• YOUR ASSIGNMENT
Return all entries below exactly. Skip nothing.
⟨
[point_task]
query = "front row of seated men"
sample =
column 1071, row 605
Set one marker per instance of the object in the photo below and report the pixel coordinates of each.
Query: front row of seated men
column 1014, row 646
⟩
• ANSWER SECTION
[point_task]
query = "front row of seated men"
sample =
column 1071, row 605
Set one marker per instance of the object in the photo below and report the pixel coordinates of each.
Query: front row of seated men
column 1014, row 646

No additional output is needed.